→ WHAT YOU ARE ASKED TO DO:
Copy every entry exactly as it reads and exclude whatever pictures appear.

____ SOURCE INFORMATION

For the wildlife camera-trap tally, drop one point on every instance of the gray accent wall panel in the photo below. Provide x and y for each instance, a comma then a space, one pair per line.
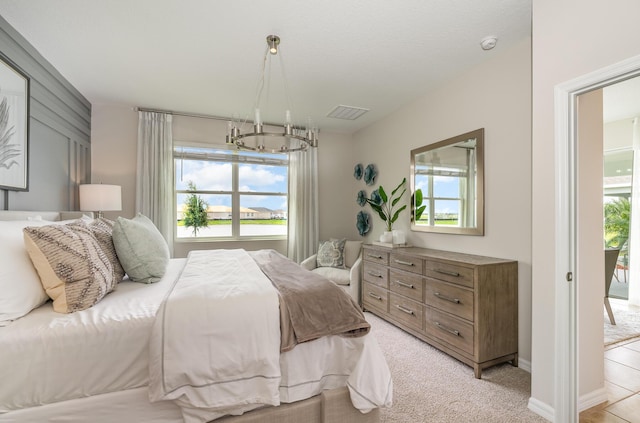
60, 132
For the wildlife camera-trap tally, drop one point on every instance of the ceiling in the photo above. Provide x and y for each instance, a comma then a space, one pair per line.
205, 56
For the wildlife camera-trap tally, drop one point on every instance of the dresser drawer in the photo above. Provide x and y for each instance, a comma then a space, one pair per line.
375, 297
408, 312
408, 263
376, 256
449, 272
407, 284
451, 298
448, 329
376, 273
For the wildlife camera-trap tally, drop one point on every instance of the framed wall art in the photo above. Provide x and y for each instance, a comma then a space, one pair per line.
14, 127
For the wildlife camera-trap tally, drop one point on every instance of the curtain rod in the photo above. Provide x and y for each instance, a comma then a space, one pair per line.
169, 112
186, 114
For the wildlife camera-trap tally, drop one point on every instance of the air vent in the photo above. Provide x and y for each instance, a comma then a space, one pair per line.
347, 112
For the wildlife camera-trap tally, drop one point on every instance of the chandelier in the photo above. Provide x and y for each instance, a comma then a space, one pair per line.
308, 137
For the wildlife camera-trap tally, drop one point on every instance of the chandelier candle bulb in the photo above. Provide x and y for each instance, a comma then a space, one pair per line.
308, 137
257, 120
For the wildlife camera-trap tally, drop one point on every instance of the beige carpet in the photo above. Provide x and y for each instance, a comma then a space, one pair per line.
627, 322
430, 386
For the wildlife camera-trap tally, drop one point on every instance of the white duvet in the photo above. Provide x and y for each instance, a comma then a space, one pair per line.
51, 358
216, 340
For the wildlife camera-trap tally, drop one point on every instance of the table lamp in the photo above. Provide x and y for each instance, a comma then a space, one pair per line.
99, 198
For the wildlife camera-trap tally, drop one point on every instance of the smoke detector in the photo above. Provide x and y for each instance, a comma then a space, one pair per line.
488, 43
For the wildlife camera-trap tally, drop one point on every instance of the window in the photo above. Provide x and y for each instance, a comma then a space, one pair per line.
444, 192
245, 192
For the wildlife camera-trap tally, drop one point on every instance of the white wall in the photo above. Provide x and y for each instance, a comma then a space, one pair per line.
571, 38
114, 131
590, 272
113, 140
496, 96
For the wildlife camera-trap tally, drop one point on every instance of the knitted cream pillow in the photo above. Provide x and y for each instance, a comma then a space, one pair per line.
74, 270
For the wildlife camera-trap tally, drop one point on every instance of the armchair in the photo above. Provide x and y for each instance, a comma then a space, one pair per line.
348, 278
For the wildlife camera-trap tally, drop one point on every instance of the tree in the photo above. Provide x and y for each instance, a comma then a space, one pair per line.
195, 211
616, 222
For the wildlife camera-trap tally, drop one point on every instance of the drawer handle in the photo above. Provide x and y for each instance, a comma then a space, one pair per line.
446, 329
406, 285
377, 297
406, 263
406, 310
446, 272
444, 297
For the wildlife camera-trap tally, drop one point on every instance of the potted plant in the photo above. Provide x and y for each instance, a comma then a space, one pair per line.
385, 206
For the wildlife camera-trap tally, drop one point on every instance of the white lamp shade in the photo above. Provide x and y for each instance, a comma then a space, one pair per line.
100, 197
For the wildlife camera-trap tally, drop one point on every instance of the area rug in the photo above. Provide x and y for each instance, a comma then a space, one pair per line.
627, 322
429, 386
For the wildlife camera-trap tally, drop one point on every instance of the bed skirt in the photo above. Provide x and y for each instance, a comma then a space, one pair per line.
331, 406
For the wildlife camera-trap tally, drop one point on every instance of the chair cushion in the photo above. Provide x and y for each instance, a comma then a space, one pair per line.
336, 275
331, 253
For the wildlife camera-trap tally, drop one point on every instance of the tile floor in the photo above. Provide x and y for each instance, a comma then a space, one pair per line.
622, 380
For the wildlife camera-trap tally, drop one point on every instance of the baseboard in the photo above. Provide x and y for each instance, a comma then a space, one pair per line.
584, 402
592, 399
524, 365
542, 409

________

→ WRITTEN REPLY:
For the wildlife camera-trap tally, drop one point on every instance of the gray accent wall panel in the photo below. Provide x and y for each instance, a comma then a space, one pair per line.
60, 132
For the wildlife camera-trap tally, drop one point on every instance of the ceiling in the photo above. Provide x and y for each instance, a comma then a space, one pair per line.
205, 56
For the wildlife camera-trap tally, drop one point on every instance of the dresser drawer in the photo above. Provide x and y for each instance, a comma then a space, one pair per line.
375, 297
408, 312
408, 263
376, 256
449, 272
407, 284
451, 298
448, 329
376, 273
For the wildlife camera-trap tally, drop one point on every instance of the framed wall art in the photo above. Provide x and y for each instance, a comma then a space, one pair per line.
14, 127
For the wildlife camera-trap tally, drop one point on every instance of the curtain rod in the photo above. Provide x and y for each instance, a comma then a space, one pair per line.
169, 112
186, 114
For the wildlife camera-trap tally, drop one point on every instance of the air vent in the photo above. Provide x and y for each instance, a comma then a space, one pair per line.
347, 112
For the wildlife camera-trap tally, drop one point on every instance of the chandelier in the photo above. Provide x and y for each instance, a comma then a space, one pair per line.
308, 137
For the wildlife camera-trap tally, drop one point on every instance of the chandelier candle bulb in the photo above. Provide x and y for each instance, a comma then a space, one pair per line.
308, 137
257, 120
For the wildlife camera-trap tally, drop one point on every instance of the beige carpet in the photo above. Provide x and y for each instance, a comma then a space, one pair per line.
627, 322
430, 386
For the wildlife camera-trap tally, drop one point on every instance of the white duvet in the photo above. Provide x and y for each instance, a comma then a space, one pair per line.
51, 358
216, 340
For the wildlife camera-trap tally, drop one point on every instance of the table lamp in the photo above. Provide x and y for each instance, a comma then a space, one pair per line.
99, 198
For the wildlife camera-trap tally, drop one point on every instance of the smoke detector in the photo above. Provide x and y for each instance, a comma then a space, one pair per line.
488, 43
For the wildlife camera-trap tally, drop one point on every instance of the window in the photo above. Provide x and y for each instance, a comma then a space, one pair per line.
444, 192
245, 192
For the wildlife camera-trap tally, drop one point on every instance of the white wall in the photo above. Provide x and y for each instance, a comma then a space, one pair per line.
571, 38
114, 131
590, 272
113, 140
496, 96
For the wildlife camera-trap tally, drop one point on every instance of the knitted cream pillow in the photo above. Provide x and y for each instance, a comma then a space, one pair per line.
74, 270
For the wildlife camera-trap tally, drop one point on every instance of the armchair in the photo above. Provide x and y for each instance, a comma then a space, one pair per line.
348, 278
For the wildlife camera-trap tally, drop one point on every instance of the tree in the photo above. Provide x and y for each instance, a comma then a space, one pair per line.
195, 211
616, 222
For the wildlife camera-trap tally, drop one point on every instance of the drawer handle in the photo above. Provide x and y for each instance, a comma then a space, one pair per line.
446, 329
406, 285
377, 297
406, 263
406, 310
446, 272
444, 297
For the wildlife camera-trap tally, drop one point on every instance of the potted plant in the photo above. Provide x and y for each instance, a comma then a space, one pair per line.
385, 206
For the wildlife camera-trap tally, drop one point on every instance of the white lamp shade in the photo above. Provide x and y for each instance, a comma then a space, one pair per line.
100, 197
For the wildlife camera-trap tally, drop one point on every instance of the area rug in the photo above. Provide x and y for each instance, a comma then a space, one pair per line.
627, 322
429, 386
For the wildlife camera-trap tally, drop one point on every instance of the bed skirt in the photo above. Provide x and y for each instance, a comma then a space, one pair per line.
331, 406
For the wildlife camera-trap tally, drop one point on every instance of the chair cushion in the photo above. Provide x and y for each instance, a comma then a space, one pair per line.
336, 275
331, 253
For the wildlife camera-trap tally, drop one point on every instance of the tile floor in the photo above. Provide x and y for each instance, a comma then a space, one pair per line.
622, 380
For the wildlife camera-trap tally, drop one point on every instance of the baseboard in the photo above. Provide x and y for each instance, a comma then a space, one pair per line.
584, 402
592, 399
524, 365
542, 409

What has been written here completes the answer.